## Passage shown
_ _ _ _ _
Add correlation matrix estimator

C0/Ctau estimator can be copied from pyEMMA's TICA

I have just made a first commit for this class in the Estimator branch. Since I'm doing all of this for the first time, I have a lot of questions:

Regarding the class itself: The tica class in pyemma was written in a quite advanced way that goes together well with pyemma's pipelining system. The function that adds a trajectory gets a number of additional arguments, like an argument whether or not this piece is the last chunk in a trajectory, etc. Most importantly, the function is actually called twice for each dataset: The first time is only for the computation of the mean, the second time is for the computation of the matrices once the mean has already been estimated. This is necessary as we need to use the whole data to compute the correct mean. I wonder if we should keep it a lot simpler here, at least for the start. We could leave out the option to compute the mean entirely as this is usually not needed for general basis sets. For the moment, we could also assume that the data given to the function "add" is a complete trajectory.
I have implemented the standard estimator now. Shall I also include Fabian's estimator as an option?
Where are standard imports like numpy etc . carried out? At the top of each file or is there another place where these imports go?
What is the procedure once a branch like this has come to an acceptable state?

Am 28/07/15 um 12:40 schrieb Feliks Nüske:

I have just made a first commit for this class in the Estimator branch. Since I'm doing all of this for the first time, I have a lot of questions:

*
Regarding the class itself: The tica class in pyemma was written
in a quite advanced way that goes together well with pyemma's
pipelining system. The function that adds a trajectory gets a
number of additional arguments, like an argument whether or not
this piece is the last chunk in a trajectory, etc.
_ _ _ _ _
## Items

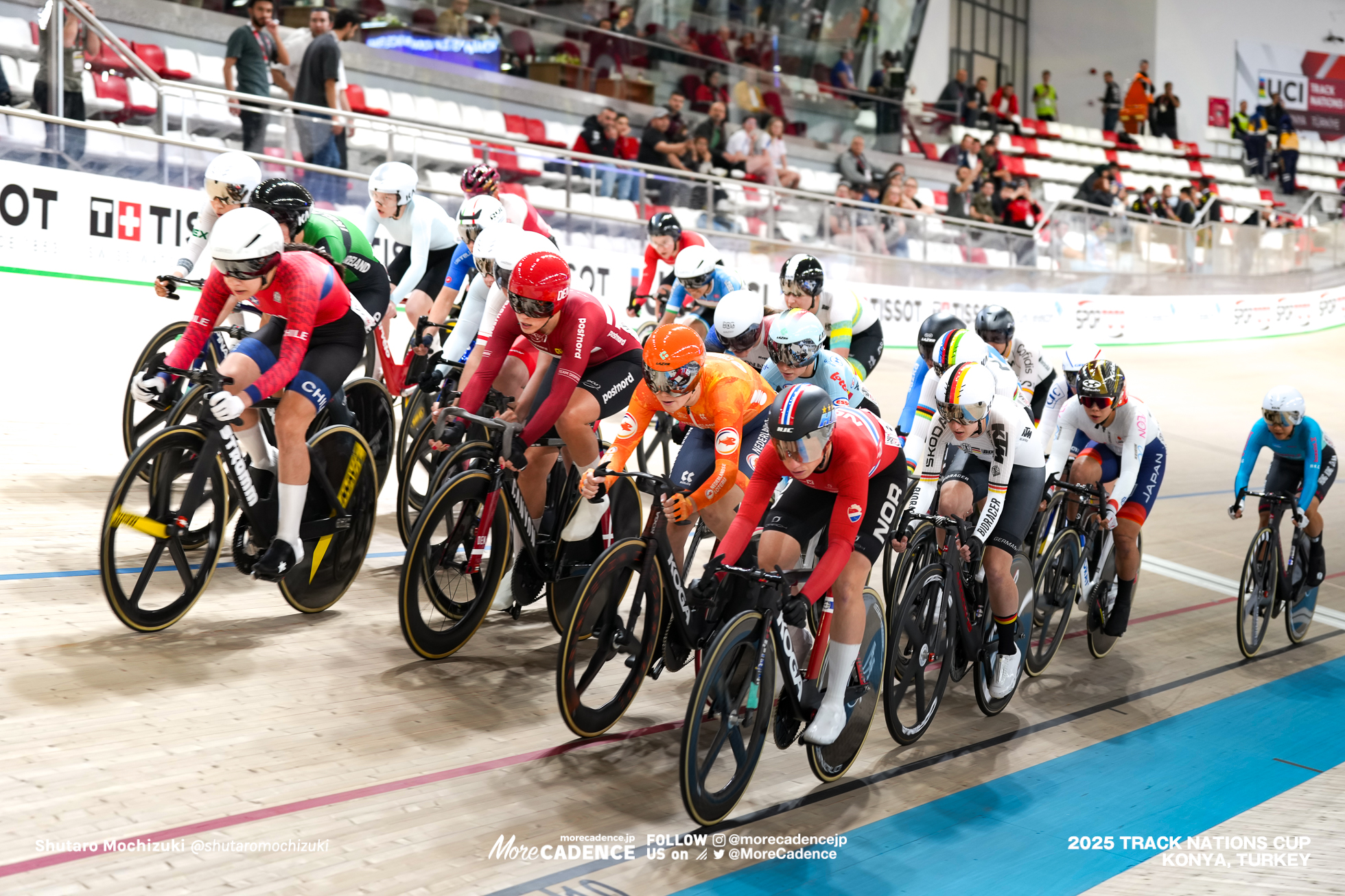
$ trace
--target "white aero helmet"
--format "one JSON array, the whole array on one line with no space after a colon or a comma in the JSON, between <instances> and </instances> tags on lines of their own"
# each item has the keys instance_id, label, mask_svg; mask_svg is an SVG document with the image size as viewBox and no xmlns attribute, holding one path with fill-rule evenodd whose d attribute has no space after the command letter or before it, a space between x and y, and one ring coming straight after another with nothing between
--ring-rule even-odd
<instances>
[{"instance_id":1,"label":"white aero helmet","mask_svg":"<svg viewBox=\"0 0 1345 896\"><path fill-rule=\"evenodd\" d=\"M210 231L215 269L234 279L257 279L280 263L285 236L276 219L260 208L223 215Z\"/></svg>"},{"instance_id":2,"label":"white aero helmet","mask_svg":"<svg viewBox=\"0 0 1345 896\"><path fill-rule=\"evenodd\" d=\"M761 341L765 300L751 289L736 289L714 309L714 332L730 352L746 352Z\"/></svg>"},{"instance_id":3,"label":"white aero helmet","mask_svg":"<svg viewBox=\"0 0 1345 896\"><path fill-rule=\"evenodd\" d=\"M683 289L698 289L714 275L717 261L717 253L709 246L687 246L677 254L672 274L682 282Z\"/></svg>"},{"instance_id":4,"label":"white aero helmet","mask_svg":"<svg viewBox=\"0 0 1345 896\"><path fill-rule=\"evenodd\" d=\"M983 364L963 361L943 372L935 390L939 416L948 422L975 423L990 414L995 376Z\"/></svg>"},{"instance_id":5,"label":"white aero helmet","mask_svg":"<svg viewBox=\"0 0 1345 896\"><path fill-rule=\"evenodd\" d=\"M416 195L420 175L405 161L385 161L369 176L369 197L374 193L397 193L397 204L405 206Z\"/></svg>"},{"instance_id":6,"label":"white aero helmet","mask_svg":"<svg viewBox=\"0 0 1345 896\"><path fill-rule=\"evenodd\" d=\"M457 235L472 243L487 224L504 223L504 206L487 193L468 196L457 210Z\"/></svg>"},{"instance_id":7,"label":"white aero helmet","mask_svg":"<svg viewBox=\"0 0 1345 896\"><path fill-rule=\"evenodd\" d=\"M206 165L206 195L230 206L252 199L260 183L261 167L247 153L221 153Z\"/></svg>"},{"instance_id":8,"label":"white aero helmet","mask_svg":"<svg viewBox=\"0 0 1345 896\"><path fill-rule=\"evenodd\" d=\"M1278 426L1298 426L1303 422L1307 404L1303 394L1293 386L1276 386L1262 399L1262 416L1267 423Z\"/></svg>"}]
</instances>

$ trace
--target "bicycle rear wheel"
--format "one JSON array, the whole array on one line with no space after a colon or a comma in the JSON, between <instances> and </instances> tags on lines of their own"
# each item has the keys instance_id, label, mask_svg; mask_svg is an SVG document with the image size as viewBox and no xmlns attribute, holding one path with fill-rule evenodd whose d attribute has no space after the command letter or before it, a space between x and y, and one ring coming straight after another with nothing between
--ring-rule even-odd
<instances>
[{"instance_id":1,"label":"bicycle rear wheel","mask_svg":"<svg viewBox=\"0 0 1345 896\"><path fill-rule=\"evenodd\" d=\"M952 669L950 600L944 566L931 563L911 576L894 606L882 673L882 715L888 733L909 746L928 731Z\"/></svg>"},{"instance_id":2,"label":"bicycle rear wheel","mask_svg":"<svg viewBox=\"0 0 1345 896\"><path fill-rule=\"evenodd\" d=\"M1024 657L1024 669L1029 676L1046 670L1069 629L1081 563L1083 541L1073 529L1056 535L1041 556L1030 618L1032 635L1028 638L1028 656Z\"/></svg>"},{"instance_id":3,"label":"bicycle rear wheel","mask_svg":"<svg viewBox=\"0 0 1345 896\"><path fill-rule=\"evenodd\" d=\"M589 567L576 594L557 656L555 697L580 737L616 724L654 661L663 583L658 570L640 575L648 549L644 539L621 539Z\"/></svg>"},{"instance_id":4,"label":"bicycle rear wheel","mask_svg":"<svg viewBox=\"0 0 1345 896\"><path fill-rule=\"evenodd\" d=\"M823 746L807 744L808 768L814 776L831 783L850 771L850 766L869 739L873 712L878 708L878 690L882 686L882 668L886 660L888 633L884 625L882 602L874 588L863 590L863 639L859 642L859 657L850 669L845 689L846 723L837 739ZM827 674L823 661L822 676Z\"/></svg>"},{"instance_id":5,"label":"bicycle rear wheel","mask_svg":"<svg viewBox=\"0 0 1345 896\"><path fill-rule=\"evenodd\" d=\"M1237 583L1237 649L1248 660L1256 656L1266 639L1278 592L1279 540L1274 529L1266 527L1247 548L1243 576Z\"/></svg>"},{"instance_id":6,"label":"bicycle rear wheel","mask_svg":"<svg viewBox=\"0 0 1345 896\"><path fill-rule=\"evenodd\" d=\"M752 678L761 639L769 637L761 611L749 610L729 622L705 652L686 704L678 760L682 805L698 825L717 825L728 818L761 758L775 695L775 657L769 643L756 693Z\"/></svg>"},{"instance_id":7,"label":"bicycle rear wheel","mask_svg":"<svg viewBox=\"0 0 1345 896\"><path fill-rule=\"evenodd\" d=\"M184 533L200 544L199 549L167 531L167 524L182 513L204 442L195 426L152 434L126 461L108 498L98 572L108 606L136 631L159 631L182 619L206 590L219 560L229 520L229 485L218 454ZM160 566L164 551L171 562Z\"/></svg>"},{"instance_id":8,"label":"bicycle rear wheel","mask_svg":"<svg viewBox=\"0 0 1345 896\"><path fill-rule=\"evenodd\" d=\"M402 564L397 606L402 637L426 660L456 653L480 627L510 556L508 510L495 502L480 567L468 572L477 524L494 488L484 470L467 470L421 510Z\"/></svg>"}]
</instances>

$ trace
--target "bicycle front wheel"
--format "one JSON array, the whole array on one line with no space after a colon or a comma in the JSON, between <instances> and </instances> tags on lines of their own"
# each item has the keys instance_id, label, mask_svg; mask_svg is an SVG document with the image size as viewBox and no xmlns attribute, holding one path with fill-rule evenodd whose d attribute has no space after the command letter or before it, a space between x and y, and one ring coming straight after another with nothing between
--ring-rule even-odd
<instances>
[{"instance_id":1,"label":"bicycle front wheel","mask_svg":"<svg viewBox=\"0 0 1345 896\"><path fill-rule=\"evenodd\" d=\"M759 610L738 614L705 652L691 688L682 728L678 779L682 805L698 825L717 825L738 805L771 728L775 657L771 643L753 688L763 638L769 639Z\"/></svg>"},{"instance_id":2,"label":"bicycle front wheel","mask_svg":"<svg viewBox=\"0 0 1345 896\"><path fill-rule=\"evenodd\" d=\"M1278 591L1279 540L1266 527L1247 548L1243 576L1237 583L1237 649L1248 660L1256 656L1266 639Z\"/></svg>"}]
</instances>

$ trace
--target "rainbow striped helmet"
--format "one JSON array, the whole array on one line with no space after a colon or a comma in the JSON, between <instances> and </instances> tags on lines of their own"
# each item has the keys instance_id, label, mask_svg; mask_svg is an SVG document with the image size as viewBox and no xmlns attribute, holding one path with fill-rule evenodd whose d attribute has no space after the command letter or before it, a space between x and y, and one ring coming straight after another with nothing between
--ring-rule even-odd
<instances>
[{"instance_id":1,"label":"rainbow striped helmet","mask_svg":"<svg viewBox=\"0 0 1345 896\"><path fill-rule=\"evenodd\" d=\"M995 398L995 376L981 364L963 361L939 377L935 403L944 420L975 423L990 414Z\"/></svg>"},{"instance_id":2,"label":"rainbow striped helmet","mask_svg":"<svg viewBox=\"0 0 1345 896\"><path fill-rule=\"evenodd\" d=\"M943 376L944 371L958 364L981 364L990 357L990 347L968 329L948 330L935 341L929 351L929 367Z\"/></svg>"}]
</instances>

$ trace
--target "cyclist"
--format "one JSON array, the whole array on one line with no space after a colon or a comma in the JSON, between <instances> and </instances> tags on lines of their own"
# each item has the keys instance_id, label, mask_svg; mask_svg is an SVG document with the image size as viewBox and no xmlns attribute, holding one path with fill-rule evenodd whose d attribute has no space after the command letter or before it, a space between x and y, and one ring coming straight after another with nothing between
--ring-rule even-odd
_ _ _ _ _
## Work to do
Judge whether each of these statements agrees with the estimator thread. Answer yes or no for each, and quote the deciding words of the thread. 1. In pyEMMA's TICA, the function that adds a trajectory is called twice for each dataset. 2. The writer has not yet implemented the standard estimator. 3. The writer suggests dropping the option to compute the mean because general basis sets usually don't need it. The material is unrelated to the estimator thread.

## Task answer
1. Yes: "the function is actually called twice for each dataset"
2. No: "I have implemented the standard estimator now."
3. Yes: "We could leave out the option to compute the mean entirely as this is usually not needed for general basis sets."